Rabu, 19 November 2014

MAKNA SIMBOLIK TRADISI BERSIH SENDANG DI KEDUK BEJI DESA TAWUN KECAMATAN KASREMAN KABUPATEN NGAWI -bab III



BAB III
TATA CARA RITUAL BERSIH SENDANG

A.    Legenda Sendang Tawun
Konon pada abad ke-15 di daerah Padas, seorang pengembara menemukan sebuah sendang. Pengembara itu bernama Ki Ageng Tawun. Karena yang menemukan sendang itu Ki Ageng Tawun, maka oleh masyarakat setempat dinamakan Sendang Tawun.
Ki Ageng Tawun beserta keluarganya hidup di daerah sekitar sendang tersebut dengan aman, nyaman dan tenteram. Akhirnya, Ki Ageng Tawun dikaruniai dua orang anak laki-laki bernama Raden Lodrojoyo dan Raden Hascaryo. Mereka berdua memiliki beberapa kegemaran yang sangat berbeda. Dari anak pertama yaitu Raden Lodrojoyo memiliki kegemaran bertani di ladang. Raden Lodrojoyo sering sekali berkomunikasi dengan masyarakat setempat sehingga mengetahui apa masalah yang sedang menimpa mereka. sedangkan Raden Hascaryo lebih suka belajar tentang keprajuritan, olah perang dan mendalami ilmu ketatanegaraan.
Tanpa terasa umur mereka sudah menginjak dewasa. Raden Hascaryo dengan kegemarannya mendalami ilmu ketatanegaraan, ia ikut mengabdi di Kesultanan Pajang. Oleh Ki Ageng Tawun, Raden Hascaryo dibekali sebuah Cinde Pusaka. Konon, pada waktu terjadi pertempuran antara Kesultanan Pajang dan Kerajaan Blambangan, Raden Hascaryo dipercaya oleh Sultan Pajang sebagai seorang senopati perang. Berkat ketangkasan dan kegigihannya dalam berperang, Kesultanan Pajang menuai kemenangan di bawah pimpinanya melawan Kerajaan Blambangan.

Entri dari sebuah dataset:
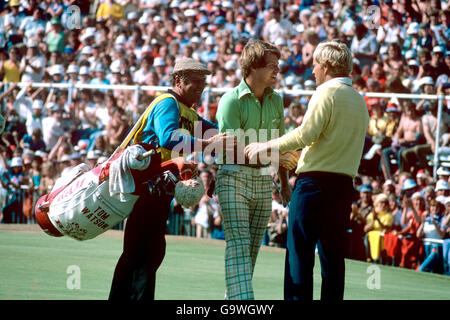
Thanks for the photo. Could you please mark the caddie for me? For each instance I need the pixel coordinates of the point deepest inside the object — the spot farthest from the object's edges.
(169, 123)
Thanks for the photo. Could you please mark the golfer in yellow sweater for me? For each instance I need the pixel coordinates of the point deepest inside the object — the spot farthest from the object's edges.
(331, 138)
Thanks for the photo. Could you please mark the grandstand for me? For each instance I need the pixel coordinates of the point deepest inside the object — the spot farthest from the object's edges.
(70, 67)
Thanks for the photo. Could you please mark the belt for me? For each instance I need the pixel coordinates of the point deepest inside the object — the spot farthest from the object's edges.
(264, 171)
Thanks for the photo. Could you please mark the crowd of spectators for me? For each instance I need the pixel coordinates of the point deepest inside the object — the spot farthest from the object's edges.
(400, 47)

SOAL LATIHAN:
[A] Menurut teks tentang legenda Sendang Tawun, apa kegemaran Raden Lodrojoyo?
[B] Salinlah bagian teks tentang legenda Sendang Tawun, mulai dari "Rabu, 19 November" dan berakhir pada "dinamakan Sendang Tawun.".
Entri-entri tersebut diambil dari sumber yang berbeda.

KUNCI JAWABAN:
[A] Bertani di ladang.

[B]
Rabu, 19 November 2014

MAKNA SIMBOLIK TRADISI BERSIH SENDANG DI KEDUK BEJI DESA TAWUN KECAMATAN KASREMAN KABUPATEN NGAWI -bab III



BAB III
TATA CARA RITUAL BERSIH SENDANG

A.    Legenda Sendang Tawun
Konon pada abad ke-15 di daerah Padas, seorang pengembara menemukan sebuah sendang. Pengembara itu bernama Ki Ageng Tawun. Karena yang menemukan sendang itu Ki Ageng Tawun, maka oleh masyarakat setempat dinamakan Sendang Tawun.